Where the records below reach the line containing "Phrase: clear blue sky", start transcribing, and end with the line containing "grass in the picture.", exactly and with nothing else added.

*DATA FOR THE TASK*:
+===+
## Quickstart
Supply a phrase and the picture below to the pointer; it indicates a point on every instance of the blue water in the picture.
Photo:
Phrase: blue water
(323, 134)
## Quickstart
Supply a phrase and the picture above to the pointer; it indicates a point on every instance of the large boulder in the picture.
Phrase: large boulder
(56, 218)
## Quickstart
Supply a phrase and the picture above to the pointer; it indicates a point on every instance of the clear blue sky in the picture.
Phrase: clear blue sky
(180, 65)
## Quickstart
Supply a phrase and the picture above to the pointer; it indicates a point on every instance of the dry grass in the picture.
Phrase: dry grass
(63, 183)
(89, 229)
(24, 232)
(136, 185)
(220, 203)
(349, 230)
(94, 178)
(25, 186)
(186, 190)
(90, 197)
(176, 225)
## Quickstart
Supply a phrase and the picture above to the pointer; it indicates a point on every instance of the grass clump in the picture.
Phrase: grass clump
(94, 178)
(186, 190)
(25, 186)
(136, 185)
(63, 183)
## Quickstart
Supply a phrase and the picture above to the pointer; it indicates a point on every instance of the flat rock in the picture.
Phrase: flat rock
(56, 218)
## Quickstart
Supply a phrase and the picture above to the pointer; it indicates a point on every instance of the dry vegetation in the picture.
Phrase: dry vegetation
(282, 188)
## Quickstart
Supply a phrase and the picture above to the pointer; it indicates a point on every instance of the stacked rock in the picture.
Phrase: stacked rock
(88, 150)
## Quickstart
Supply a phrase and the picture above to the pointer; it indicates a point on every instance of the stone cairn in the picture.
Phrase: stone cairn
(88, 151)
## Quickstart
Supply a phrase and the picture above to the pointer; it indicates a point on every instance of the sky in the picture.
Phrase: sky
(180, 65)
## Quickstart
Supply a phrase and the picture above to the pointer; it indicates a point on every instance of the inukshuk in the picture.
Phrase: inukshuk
+===+
*ANSWER BELOW*:
Phrase: clear blue sky
(180, 65)
## Quickstart
Supply a phrase and the picture above to the pointer; it indicates a point on every instance of the dry grass in the picture.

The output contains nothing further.